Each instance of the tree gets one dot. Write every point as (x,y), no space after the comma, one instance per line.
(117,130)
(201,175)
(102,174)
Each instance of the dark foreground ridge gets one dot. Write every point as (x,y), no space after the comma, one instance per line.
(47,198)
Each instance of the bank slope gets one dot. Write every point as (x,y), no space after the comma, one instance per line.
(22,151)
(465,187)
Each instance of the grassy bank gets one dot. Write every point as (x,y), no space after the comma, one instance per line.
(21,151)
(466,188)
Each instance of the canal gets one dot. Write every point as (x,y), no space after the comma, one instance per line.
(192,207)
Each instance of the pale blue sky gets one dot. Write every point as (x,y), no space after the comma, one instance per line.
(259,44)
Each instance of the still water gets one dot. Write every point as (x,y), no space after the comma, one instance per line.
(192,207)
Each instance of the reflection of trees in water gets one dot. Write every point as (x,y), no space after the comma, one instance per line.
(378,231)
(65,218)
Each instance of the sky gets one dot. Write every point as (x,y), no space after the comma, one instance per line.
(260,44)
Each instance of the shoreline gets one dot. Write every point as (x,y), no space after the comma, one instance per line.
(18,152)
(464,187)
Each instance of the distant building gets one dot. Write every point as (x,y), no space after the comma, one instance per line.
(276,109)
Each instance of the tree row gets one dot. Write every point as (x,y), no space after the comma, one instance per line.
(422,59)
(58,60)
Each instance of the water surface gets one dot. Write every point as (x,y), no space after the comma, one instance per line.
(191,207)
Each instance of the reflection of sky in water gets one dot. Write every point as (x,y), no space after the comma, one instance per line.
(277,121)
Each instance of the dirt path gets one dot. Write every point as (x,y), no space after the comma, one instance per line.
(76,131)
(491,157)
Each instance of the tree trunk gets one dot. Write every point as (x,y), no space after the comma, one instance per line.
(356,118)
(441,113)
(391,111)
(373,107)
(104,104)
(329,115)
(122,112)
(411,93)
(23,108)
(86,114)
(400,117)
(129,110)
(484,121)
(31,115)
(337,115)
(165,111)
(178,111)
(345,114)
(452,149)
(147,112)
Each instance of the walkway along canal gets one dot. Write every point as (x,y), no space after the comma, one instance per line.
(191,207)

+---+

▶ _Instructions to follow_:
Extract every line above exactly as it stands.

▶ _Your solution_:
Each instance of the tree gets one dot. Write every point as (x,y), no space after the comma, one instance per line.
(117,130)
(201,175)
(102,174)
Each instance of the dark foreground ridge gets one dot. Write every point as (x,y), no space after the comma, one instance per line.
(47,198)
Each instance of the bank slope gets one dot. Write every point as (x,y), no space after the comma, one instance per line.
(22,151)
(465,187)
Each instance of the grassy bank gets one dot. Write every point as (x,y), no space after the comma, one instance per line.
(21,151)
(466,188)
Each instance of the canal gets one dot. Write every point as (x,y), no space after the comma, one instance per line.
(192,207)
Each instance of the pale blue sky gets one dot. Write every point as (x,y), no space after the comma, one instance per line.
(259,44)
Each instance of the still water gets one dot. Write every point as (x,y), no space after the comma, one instance per line.
(192,207)
Each instance of the reflection of trees in water gets one dot. Write every point as (x,y), no space after the comma, one instance per line.
(378,231)
(65,218)
Each instance of the sky gets one dot. Write every point as (x,y), no space after the comma, one instance per line.
(260,44)
Each instance of the shoreline gets one dot. Write every point as (x,y), no space after the comma, one instance per line.
(18,152)
(464,187)
Each instance of the distant building gets one dot. Write every point as (x,y), no space after the comma, one instance per line.
(276,109)
Each instance of the tree row gets one dot. Write every point as (x,y), no space after the comma, one instance per line.
(422,59)
(58,60)
Each instance of the water surface gets one dot. Write every point as (x,y), no space after the comma, one instance per line.
(191,207)
Each instance of the reflection of sky in water gets one dot. Write every point as (x,y), no space after the comma, one instance per line.
(277,121)
Each instance of the dirt path gets one dot. Write every point as (x,y), no space after the comma, one instance per line.
(76,131)
(491,157)
Each instance of the tree trunk gets one dot. Write every point as (x,y), no space after the comma, one instance per line.
(356,118)
(441,113)
(391,111)
(373,107)
(104,104)
(329,115)
(122,112)
(411,93)
(23,108)
(86,114)
(400,117)
(129,110)
(484,121)
(31,115)
(337,115)
(165,111)
(178,111)
(345,114)
(452,149)
(147,112)
Each instance of the walkway along canal gets one dot. Write every point as (x,y), no space after the comma, one instance per line.
(191,207)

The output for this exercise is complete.